▶ [Passage for review]:
Meme: 30-Day Original Story Development Challenge
Here is a 30 day original story development challenge. It can be filled by prose or illustration or comic or even just script, whatever works for you and how you’ll be displaying the setting. Feel free to reveal as much or as little as you want.

Day 22 - What animals appear in your setting?

There were a lot of crows in the forest, flying overhead, leapfrogging from tree to tree, sitting on branches and cocking their heads as she walked. She did not pay much attention to them most of the time, focusing her attention on the way ahead and what be hiding there, but she kept an ear open in case they cawed. A few times a crow's call had saved her from a nasty surprise, giving her enough time to flip through the flight or fight options. They were better than dogs, honestly. Tracy tried to imagine her small terrier, Rumple, scuffling among the leaves and yapping excitedly at field mice. He had been a comfort the first few days, back when the two of them had still been in the city, but he had also almost gotten her killed a few times, barking at everything, attracting every kind of infected for yards around and then getting in the way.

No, crows were better. They followed and watched, waiting for her to cross paths with an infected. They were in it for the feasts she left behind, axe-hacked and twitching. The crows that flocked around her were fat, glossy and satisfied. Sometimes she tried to get close to them, holding out choice bits of meat she wouldn't eat. Once or twice one of the birds had hopped and pinned her with its shining black eye and she had been almost close enough to touch it. Its feathers, which looked black and boring at a distance, shimmered in the light and looked temptingly soft.

Walking through the underbrush, her boots slipping on roots and snapping twigs, stray beams slipping through the trees to warm the back of her neck, Tracy was comforted with the knowledge that, if it ever came to her being the one left on the ground, the crows would come for her. She would be taken up to the sky in pieces and fly through the trees, wrapped inside a hundred warm feathered bodies who knew a good deal when they saw it.


Day 23 - A unique place in your setting.

It started like a whisper, the faintest ripple in a vast ocean. But like the first drop of rain in a desert, its mere presence, no matter how small, was cause for alarm. The Host brushed shoulder to shoulder, winges flexing uneasily as the words of power rolled towards them like a war drum, coming closer and beating louder. The stir in the air turned into a howling wind, hungry and searching, wrapping itself around them as it flooded through heaven.

Suddenly there came a booming sound, like thunder or a battering ram, an ancient horn tumpet unfurling its call over them. The echoes of the impact shook through them, breaking over and into the angels like waves on the rocks, wet fingers reaching into every crevasse, hooking into them and their graces, and pulling them back out to the pounding sea.

The words spoke, the gate broke, and the angels rained down from the heavens like comets.


Day 24 - Where did you draw inspiration for the setting/story from?

▶ [Data records]:
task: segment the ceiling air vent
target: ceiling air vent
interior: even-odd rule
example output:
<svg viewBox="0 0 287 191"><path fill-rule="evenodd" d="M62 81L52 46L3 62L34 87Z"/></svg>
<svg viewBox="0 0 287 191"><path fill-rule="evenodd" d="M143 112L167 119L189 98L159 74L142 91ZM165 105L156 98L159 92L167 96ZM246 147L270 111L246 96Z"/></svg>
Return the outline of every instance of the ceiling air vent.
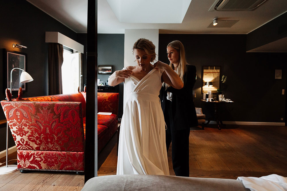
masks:
<svg viewBox="0 0 287 191"><path fill-rule="evenodd" d="M214 9L223 11L253 11L267 0L220 0Z"/></svg>

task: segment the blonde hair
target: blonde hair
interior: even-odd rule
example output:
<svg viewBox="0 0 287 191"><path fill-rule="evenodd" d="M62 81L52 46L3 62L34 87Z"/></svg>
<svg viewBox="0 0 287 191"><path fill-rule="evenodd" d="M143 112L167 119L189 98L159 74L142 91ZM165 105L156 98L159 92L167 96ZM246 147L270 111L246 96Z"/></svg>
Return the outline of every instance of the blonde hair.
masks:
<svg viewBox="0 0 287 191"><path fill-rule="evenodd" d="M134 50L139 49L144 50L148 55L151 56L150 62L152 62L156 59L156 46L152 41L145 38L140 38L133 44L131 50L133 54L134 54Z"/></svg>
<svg viewBox="0 0 287 191"><path fill-rule="evenodd" d="M188 64L187 62L185 60L185 51L184 50L184 47L181 42L179 40L175 40L169 43L166 46L166 48L169 46L176 49L180 53L179 57L180 60L179 64L177 69L176 72L179 76L181 81L184 84L183 75L186 71L186 65ZM169 66L172 69L172 70L174 70L174 67L173 66L173 64L171 62L169 64ZM170 86L168 84L164 83L163 84L162 86L165 86L166 90Z"/></svg>

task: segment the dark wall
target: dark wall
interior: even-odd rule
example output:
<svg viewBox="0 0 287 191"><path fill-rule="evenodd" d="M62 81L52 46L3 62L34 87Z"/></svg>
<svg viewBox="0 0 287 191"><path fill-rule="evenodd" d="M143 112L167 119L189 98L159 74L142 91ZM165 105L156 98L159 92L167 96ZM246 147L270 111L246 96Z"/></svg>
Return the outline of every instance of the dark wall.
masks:
<svg viewBox="0 0 287 191"><path fill-rule="evenodd" d="M188 62L196 67L193 90L196 107L208 113L201 93L203 66L220 66L221 76L227 76L226 97L234 101L227 106L224 121L282 122L285 117L286 53L247 53L246 35L160 34L159 59L169 63L168 43L181 42ZM282 70L282 79L275 79L275 70Z"/></svg>
<svg viewBox="0 0 287 191"><path fill-rule="evenodd" d="M249 50L287 36L287 13L247 35L246 50Z"/></svg>
<svg viewBox="0 0 287 191"><path fill-rule="evenodd" d="M26 1L2 1L0 6L0 98L5 99L2 81L3 64L2 50L16 51L27 54L26 71L34 80L26 84L28 91L23 97L28 97L48 94L48 44L45 42L46 31L59 32L77 41L77 34ZM13 48L12 44L20 44L27 49ZM84 45L85 46L86 44ZM4 82L5 83L5 82ZM17 97L17 92L13 92ZM5 119L3 110L0 119ZM6 140L6 128L1 126L0 139ZM4 129L4 130L3 130ZM3 130L2 131L2 130ZM13 143L13 145L15 143ZM0 145L0 151L6 149L6 144ZM9 144L10 147L13 145Z"/></svg>
<svg viewBox="0 0 287 191"><path fill-rule="evenodd" d="M123 34L98 34L98 64L112 65L114 71L124 67L125 35ZM105 82L110 74L98 74L98 79ZM123 115L123 83L119 85L120 93L119 116Z"/></svg>
<svg viewBox="0 0 287 191"><path fill-rule="evenodd" d="M77 37L78 42L84 45L84 53L82 54L82 73L83 75L83 84L84 85L86 84L87 77L87 33L77 33ZM83 91L84 90L80 90Z"/></svg>

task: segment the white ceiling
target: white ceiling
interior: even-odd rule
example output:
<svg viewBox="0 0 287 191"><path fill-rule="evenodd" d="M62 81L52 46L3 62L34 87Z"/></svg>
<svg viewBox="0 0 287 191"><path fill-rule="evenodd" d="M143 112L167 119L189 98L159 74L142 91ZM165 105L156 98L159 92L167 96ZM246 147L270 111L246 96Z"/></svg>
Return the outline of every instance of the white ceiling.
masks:
<svg viewBox="0 0 287 191"><path fill-rule="evenodd" d="M75 32L87 32L88 0L26 0ZM149 7L154 5L150 4L152 1L137 0L142 2L142 6L127 8L131 10L129 16L135 17L137 14L146 17L151 13ZM120 22L107 0L98 0L98 32L123 34L125 29L158 29L160 33L247 34L287 11L287 0L267 0L252 11L209 11L218 1L192 0L182 23L159 23ZM216 17L219 20L239 21L229 28L220 27L219 24L208 27Z"/></svg>

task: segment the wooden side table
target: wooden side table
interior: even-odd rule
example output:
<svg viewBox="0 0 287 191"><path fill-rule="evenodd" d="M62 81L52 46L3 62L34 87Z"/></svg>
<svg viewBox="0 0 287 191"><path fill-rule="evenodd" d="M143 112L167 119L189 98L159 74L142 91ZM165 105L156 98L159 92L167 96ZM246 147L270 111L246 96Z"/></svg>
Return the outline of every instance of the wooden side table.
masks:
<svg viewBox="0 0 287 191"><path fill-rule="evenodd" d="M221 130L221 129L219 126L219 123L221 125L225 126L226 126L225 124L223 124L222 122L222 119L221 118L221 116L219 114L220 112L219 110L218 105L219 104L226 104L233 103L234 102L226 102L225 101L207 101L206 100L204 100L201 99L200 100L201 101L206 103L207 104L213 104L213 108L214 108L214 120L216 121L216 125L217 125L217 127L218 129ZM208 119L207 123L205 123L205 125L208 125L210 122L210 118Z"/></svg>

▶ [What this exercise asks]:
1. In the story challenge text, why does Tracy consider crows better than her dog? Answer in one to three sentences.
2. In the story challenge text, what is the name of Tracy's terrier?
3. Echo the part of the story challenge text from "The words spoke, the" up to and including "the setting/story from?".
The listing has no role here.

▶ [List of answers]:
1. A crow's call had warned her of danger several times, giving her time to choose between flight and fight. Her terrier, Rumple, had nearly gotten her killed by barking at everything, drawing every kind of infected nearby and then getting in the way.

2. Rumple.

3.
The words spoke, the gate broke, and the angels rained down from the heavens like comets.


Day 24 - Where did you draw inspiration for the setting/story from?